* [Task directions]: Leaving out any pictures, transcribe every record exactly.

*** Raw data Section Begins ***

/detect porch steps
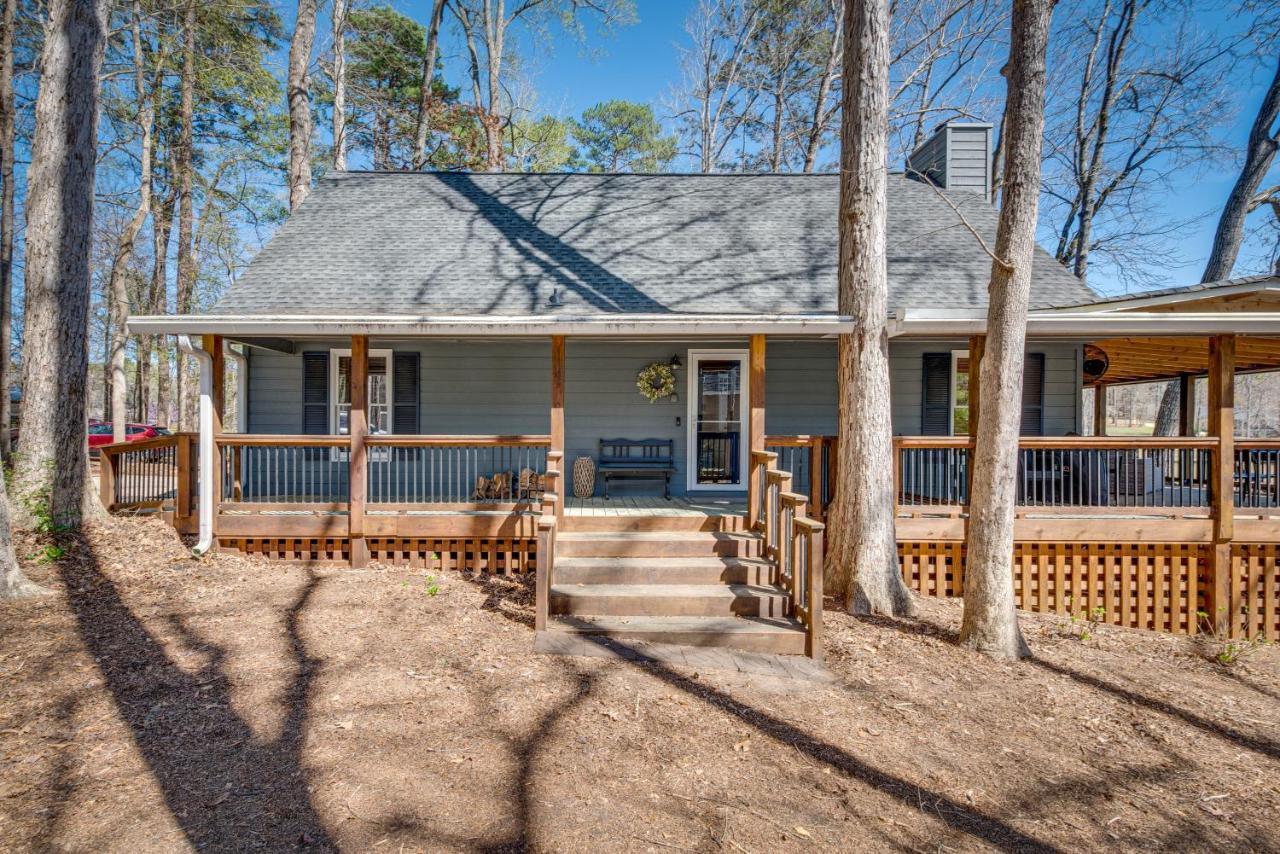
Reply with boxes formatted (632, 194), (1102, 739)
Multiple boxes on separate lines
(547, 530), (807, 655)
(546, 615), (806, 655)
(557, 531), (756, 558)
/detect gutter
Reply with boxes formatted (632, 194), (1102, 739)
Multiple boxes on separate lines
(176, 335), (215, 556)
(889, 309), (1280, 338)
(127, 313), (857, 338)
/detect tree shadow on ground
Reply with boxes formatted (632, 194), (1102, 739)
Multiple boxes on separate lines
(866, 612), (1280, 762)
(58, 537), (335, 850)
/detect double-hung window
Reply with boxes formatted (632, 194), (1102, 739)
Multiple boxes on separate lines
(330, 349), (393, 459)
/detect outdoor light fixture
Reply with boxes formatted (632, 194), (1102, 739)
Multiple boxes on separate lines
(669, 354), (682, 369)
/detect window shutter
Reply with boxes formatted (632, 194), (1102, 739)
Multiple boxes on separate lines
(302, 352), (329, 434)
(1020, 352), (1045, 436)
(393, 351), (420, 434)
(921, 353), (951, 435)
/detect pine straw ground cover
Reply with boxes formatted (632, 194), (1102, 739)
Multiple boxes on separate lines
(1, 518), (1278, 853)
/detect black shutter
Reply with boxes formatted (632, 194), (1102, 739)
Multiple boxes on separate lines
(921, 353), (952, 435)
(393, 351), (420, 434)
(1021, 352), (1045, 436)
(302, 352), (329, 434)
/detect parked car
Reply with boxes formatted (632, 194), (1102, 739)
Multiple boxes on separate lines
(88, 423), (164, 449)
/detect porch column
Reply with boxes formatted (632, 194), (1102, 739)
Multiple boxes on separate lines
(1093, 384), (1107, 436)
(203, 334), (225, 530)
(1207, 334), (1236, 636)
(550, 335), (565, 520)
(349, 335), (369, 568)
(1178, 372), (1196, 436)
(747, 334), (765, 529)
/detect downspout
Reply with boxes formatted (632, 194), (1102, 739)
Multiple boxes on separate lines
(177, 335), (215, 555)
(222, 340), (247, 432)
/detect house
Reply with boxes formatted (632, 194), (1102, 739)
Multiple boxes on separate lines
(126, 121), (1280, 657)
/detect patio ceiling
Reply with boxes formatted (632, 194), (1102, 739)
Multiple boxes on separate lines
(1085, 336), (1280, 386)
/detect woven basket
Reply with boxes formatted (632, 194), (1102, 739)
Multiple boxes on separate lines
(572, 456), (596, 499)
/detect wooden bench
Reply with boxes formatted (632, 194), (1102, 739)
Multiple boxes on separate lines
(598, 438), (675, 499)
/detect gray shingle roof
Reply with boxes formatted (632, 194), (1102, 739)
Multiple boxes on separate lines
(214, 171), (1096, 317)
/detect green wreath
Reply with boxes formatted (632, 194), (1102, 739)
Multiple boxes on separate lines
(636, 362), (677, 402)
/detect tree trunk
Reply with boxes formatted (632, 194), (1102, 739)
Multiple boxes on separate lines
(0, 0), (16, 459)
(175, 0), (196, 432)
(827, 0), (915, 617)
(107, 0), (156, 443)
(12, 0), (109, 528)
(412, 0), (445, 170)
(1202, 58), (1280, 283)
(480, 0), (505, 171)
(802, 0), (841, 173)
(1153, 380), (1180, 436)
(0, 474), (45, 598)
(287, 0), (318, 208)
(959, 0), (1054, 660)
(331, 0), (346, 171)
(150, 186), (174, 428)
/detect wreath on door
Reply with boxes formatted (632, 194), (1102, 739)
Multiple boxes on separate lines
(636, 361), (677, 403)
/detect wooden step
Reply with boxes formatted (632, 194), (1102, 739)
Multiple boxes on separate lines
(550, 582), (790, 619)
(547, 614), (806, 655)
(561, 515), (746, 533)
(554, 556), (775, 586)
(557, 531), (758, 558)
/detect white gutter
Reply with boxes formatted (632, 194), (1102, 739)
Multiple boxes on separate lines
(127, 313), (856, 338)
(177, 335), (215, 556)
(889, 309), (1280, 338)
(222, 341), (248, 432)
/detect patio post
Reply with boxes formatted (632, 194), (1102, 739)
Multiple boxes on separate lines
(1178, 372), (1196, 436)
(747, 334), (765, 529)
(349, 335), (369, 568)
(1207, 333), (1236, 636)
(1093, 384), (1107, 436)
(550, 335), (565, 521)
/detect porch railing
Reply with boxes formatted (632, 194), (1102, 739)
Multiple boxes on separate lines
(1235, 440), (1280, 509)
(213, 434), (552, 509)
(751, 449), (825, 660)
(894, 437), (1217, 513)
(765, 435), (837, 519)
(98, 433), (197, 522)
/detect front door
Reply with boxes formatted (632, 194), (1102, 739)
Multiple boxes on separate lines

*** Raw data Section Ends ***

* [Answer to this exercise]:
/detect porch steps
Reply with boxes formatted (632, 194), (1102, 739)
Multiple boxes on separate lines
(547, 530), (807, 655)
(546, 615), (806, 655)
(557, 531), (756, 558)
/detect gutter
Reply with boxes formatted (632, 194), (1102, 739)
Multiple boxes on separate lines
(176, 335), (215, 556)
(889, 309), (1280, 338)
(127, 313), (857, 338)
/detect tree shadow on ground
Reply with boxes formatted (632, 194), (1102, 739)
Multiple boxes on separate lines
(866, 612), (1280, 762)
(58, 537), (335, 850)
/detect double-hung window
Reply with boxes formatted (632, 194), (1102, 739)
Multiple boxes on separate lines
(330, 349), (393, 459)
/detect outdoor light fixture
Reply with boxes formatted (632, 194), (1102, 739)
Multiple boxes on separate lines
(669, 354), (682, 369)
/detect window shutter
Reply with boxes formatted (632, 194), (1102, 739)
Multiple boxes on separate lines
(302, 352), (329, 434)
(1020, 352), (1045, 436)
(393, 351), (420, 434)
(921, 353), (951, 435)
/detect pine straw ground cover
Reply with boxes formatted (632, 194), (1102, 739)
Multiple boxes on separate lines
(1, 518), (1278, 853)
/detect black shutter
Reply with boxes formatted (632, 194), (1102, 739)
Multiple boxes on separate lines
(921, 353), (952, 435)
(393, 351), (420, 434)
(1021, 352), (1045, 436)
(302, 352), (329, 434)
/detect parked car
Reply with boxes formatted (632, 194), (1102, 739)
Multiple boxes on separate lines
(88, 423), (164, 449)
/detect porch column
Reply with boxes formatted (632, 194), (1102, 739)
Multiple boxes on separate lines
(1093, 384), (1107, 436)
(203, 334), (225, 530)
(1207, 334), (1236, 636)
(550, 335), (565, 520)
(349, 335), (369, 568)
(1178, 372), (1196, 436)
(747, 334), (765, 529)
/detect downspout
Reply with boxes formatted (632, 194), (1102, 739)
Multiple boxes on separate lines
(177, 335), (215, 555)
(222, 340), (247, 432)
/detect house
Reply with boxes formatted (632, 194), (1102, 739)
Multiple boxes on separate lines
(126, 121), (1280, 657)
/detect patio ceiling
Reply with boxes formatted (632, 194), (1102, 739)
Multiple boxes on separate lines
(1085, 336), (1280, 386)
/detect woven basket
Reply with boxes formatted (632, 194), (1102, 739)
Multiple boxes on separate lines
(572, 456), (596, 499)
/detect wooden bench
Reply with boxes formatted (632, 194), (1102, 739)
Multiple boxes on separate lines
(598, 438), (675, 499)
/detect gray shingle roof
Reply with boxes formatted (632, 194), (1102, 739)
Multiple boxes on separate lines
(214, 171), (1096, 317)
/detect green wreath
Reply with boxes formatted (632, 194), (1102, 739)
Multiple boxes on separate lines
(636, 362), (677, 402)
/detect tree trunk
Reply with boxes formatted (632, 194), (1102, 739)
Multiple boxes on separate lines
(0, 0), (16, 459)
(175, 0), (196, 432)
(827, 0), (915, 617)
(107, 0), (156, 443)
(12, 0), (109, 528)
(412, 0), (445, 170)
(1202, 58), (1280, 283)
(480, 0), (505, 171)
(802, 0), (841, 173)
(1153, 380), (1180, 436)
(0, 474), (45, 598)
(287, 0), (318, 208)
(959, 0), (1054, 660)
(331, 0), (346, 171)
(150, 186), (174, 428)
/detect wreath on door
Reply with boxes formatted (632, 194), (1102, 739)
Multiple boxes on separate lines
(636, 361), (677, 403)
/detect wooden step
Reply with boxes formatted (632, 194), (1102, 739)
Multiple boxes on separate lines
(550, 582), (790, 619)
(547, 614), (806, 655)
(561, 515), (746, 533)
(554, 556), (775, 586)
(557, 531), (758, 558)
/detect white gutter
Reply with boxes formatted (632, 194), (1102, 739)
Multiple boxes on separate lines
(127, 313), (856, 338)
(177, 335), (215, 556)
(889, 309), (1280, 338)
(222, 341), (248, 432)
/detect patio post
Reply with boxes formatted (632, 194), (1102, 739)
Multiple boxes on separate lines
(1178, 372), (1196, 436)
(747, 334), (765, 529)
(349, 335), (369, 568)
(1207, 333), (1236, 636)
(1093, 384), (1107, 436)
(550, 335), (565, 521)
/detect porch railing
Reply with boxes formatted (632, 194), (1102, 739)
Multiple boxes on separate lines
(1235, 440), (1280, 509)
(213, 434), (552, 509)
(751, 449), (825, 660)
(894, 437), (1217, 513)
(765, 435), (837, 519)
(98, 433), (197, 522)
/detect front door
Reply with boxes formatted (632, 194), (1102, 739)
Multiple boxes on separate lines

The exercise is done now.